Exercise directions: Rescale the items from the line containing "In this exercise you will mark each instance of the guardrail" through the end of the items, inclusive: repeat every line, with each answer coordinate multiplied by 1.7 and rounded to a whole number, halves rounding up. Return only those lines.

--- begin ---

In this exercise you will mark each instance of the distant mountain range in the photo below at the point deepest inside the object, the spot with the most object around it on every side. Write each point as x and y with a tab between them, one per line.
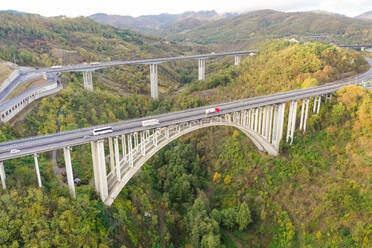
365	16
151	24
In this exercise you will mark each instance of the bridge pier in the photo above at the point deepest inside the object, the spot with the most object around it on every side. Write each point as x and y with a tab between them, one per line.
99	168
117	159
304	113
201	69
278	125
2	175
291	120
37	170
69	172
317	101
237	59
112	155
88	80
154	80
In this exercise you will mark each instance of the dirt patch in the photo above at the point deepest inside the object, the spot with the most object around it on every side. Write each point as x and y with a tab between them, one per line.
5	71
24	86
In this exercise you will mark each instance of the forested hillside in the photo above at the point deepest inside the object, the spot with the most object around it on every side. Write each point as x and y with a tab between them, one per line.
38	41
246	30
155	24
211	188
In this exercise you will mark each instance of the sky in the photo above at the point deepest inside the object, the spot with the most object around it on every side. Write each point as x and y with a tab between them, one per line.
73	8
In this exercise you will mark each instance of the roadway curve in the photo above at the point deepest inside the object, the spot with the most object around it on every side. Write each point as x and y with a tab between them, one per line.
84	135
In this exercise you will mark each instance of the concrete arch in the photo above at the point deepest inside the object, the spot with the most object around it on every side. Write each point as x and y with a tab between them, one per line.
128	172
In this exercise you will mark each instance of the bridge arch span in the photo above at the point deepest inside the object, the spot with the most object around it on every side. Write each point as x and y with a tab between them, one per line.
140	148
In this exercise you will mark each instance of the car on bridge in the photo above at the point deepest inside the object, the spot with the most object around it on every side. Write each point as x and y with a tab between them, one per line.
212	110
150	122
13	151
102	130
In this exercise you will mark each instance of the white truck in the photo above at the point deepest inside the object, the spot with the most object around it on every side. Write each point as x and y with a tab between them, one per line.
212	110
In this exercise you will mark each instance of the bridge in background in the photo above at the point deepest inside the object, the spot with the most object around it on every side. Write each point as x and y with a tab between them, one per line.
360	47
12	107
87	69
130	144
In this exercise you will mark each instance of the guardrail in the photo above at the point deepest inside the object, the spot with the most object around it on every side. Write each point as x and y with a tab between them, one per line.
10	79
11	108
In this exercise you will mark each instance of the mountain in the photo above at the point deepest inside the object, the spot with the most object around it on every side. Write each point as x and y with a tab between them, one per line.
11	11
153	24
246	30
38	41
365	16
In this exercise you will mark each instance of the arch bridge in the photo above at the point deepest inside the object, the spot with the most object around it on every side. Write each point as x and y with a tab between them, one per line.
130	144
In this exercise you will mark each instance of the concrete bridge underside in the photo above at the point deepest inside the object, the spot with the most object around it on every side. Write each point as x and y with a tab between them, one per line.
264	127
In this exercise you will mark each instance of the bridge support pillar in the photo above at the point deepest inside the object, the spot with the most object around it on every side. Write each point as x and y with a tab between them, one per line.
93	147
123	146
88	80
291	120
317	101
69	173
130	150
154	81
117	159
2	175
304	113
37	170
201	69
112	156
99	168
237	59
278	125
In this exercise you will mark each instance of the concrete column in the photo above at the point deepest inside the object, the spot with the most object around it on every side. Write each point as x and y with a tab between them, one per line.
155	138
154	80
2	175
252	119
260	122
101	165
256	120
201	69
278	125
69	173
123	146
112	155
267	119
291	120
275	126
319	101
143	151
135	135
302	113
306	113
270	122
117	159
88	80
281	121
130	149
37	170
237	59
93	146
249	119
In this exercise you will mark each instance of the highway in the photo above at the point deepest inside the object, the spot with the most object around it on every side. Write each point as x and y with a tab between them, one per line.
4	93
81	136
101	65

--- end ---

Output of the exercise:
In this exercise you will mark each instance of the guardrail in the photo above at the point deepest inside the object, the spot with the most object around it on every side. Write each point as x and y with a tab between them, one per line.
17	134
19	184
In this exercise you will mark each instance of the mountain in the photo above at the point deepest inside the object, the spot with the most object around it on every side. Write each point as x and y with a tab between them, one per line.
19	19
260	41
418	51
65	70
621	27
In this exercise you will mark each instance of the arch bridge in the photo above at the point deepest inside the object, the spot with the most object around it on every side. Write each point as x and y with a tab between them, one per line.
221	245
In this exercise you will mark each instance of the concrete bridge underside in the photo above at the point deepest inside the object, the spot with the most object around it on every side. Write each point as x and y with a tab between them, one per line.
449	216
In this exercise you will mark each instance of the bridge support pillar in the photo above at the point deepest inside the object, the spot with the most object around it on every side. Write each point as x and y with a tab between them, one per line.
158	250
209	248
150	136
495	204
539	172
117	294
221	255
262	138
199	270
3	298
517	192
63	289
342	117
190	265
168	286
403	100
473	213
In this exercise you will mark each instance of the concrete column in the photo above at the point deepest inside the object, the spot with the most object around it on every side. Write each point as x and y with a tab between them, one per line.
264	235
262	136
3	298
428	202
442	207
172	281
435	204
342	117
473	213
117	294
209	248
190	264
454	202
495	204
468	214
542	172
243	257
230	230
513	192
520	192
459	207
199	270
150	136
478	206
221	253
63	289
403	100
158	248
423	202
In this exercise you will mark each instance of the highway in the photo above at the point deepest inside the object, the spot with the most object around it on every side. Write each point as x and y with a tab between them, one per line.
7	158
138	231
172	111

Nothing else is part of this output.